Start of MATERIAL FOR THIS EXERCISE
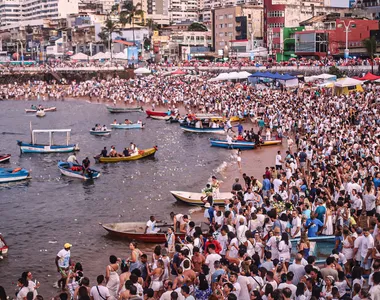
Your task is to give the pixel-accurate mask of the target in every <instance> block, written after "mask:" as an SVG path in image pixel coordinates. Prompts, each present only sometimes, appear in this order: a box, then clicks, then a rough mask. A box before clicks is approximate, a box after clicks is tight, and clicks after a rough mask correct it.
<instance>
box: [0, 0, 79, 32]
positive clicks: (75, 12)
mask: <svg viewBox="0 0 380 300" xmlns="http://www.w3.org/2000/svg"><path fill="white" fill-rule="evenodd" d="M72 13H78V0H0V27H4V26H8V25H12V24H15V23H16V24H20V25H21V23H22V25H28V21H34V20H42V19H54V18H65V17H66V16H67V15H68V14H72Z"/></svg>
End of MATERIAL FOR THIS EXERCISE
## ASSIGNMENT
Please give back every line above exactly as it stands, without pictures.

## TASK RESULT
Your task is to give the pixel-accurate mask of the target in every <instance> block, written after "mask:" as an SVG path in image pixel coordinates. Prompts, each present only sometimes, appear in this order: a box, then clicks, then a rough mask. A box before clicks is approximate, a box after clicks is tight, and clicks after a rough mask correct it.
<instance>
box: [0, 0, 79, 32]
positive clicks: (75, 12)
mask: <svg viewBox="0 0 380 300" xmlns="http://www.w3.org/2000/svg"><path fill="white" fill-rule="evenodd" d="M72 13H78V0H0V27H4V26H8V25H12V24H15V23H16V24H20V25H21V23H22V25H28V21H34V20H42V19H54V18H65V17H66V16H67V15H68V14H72Z"/></svg>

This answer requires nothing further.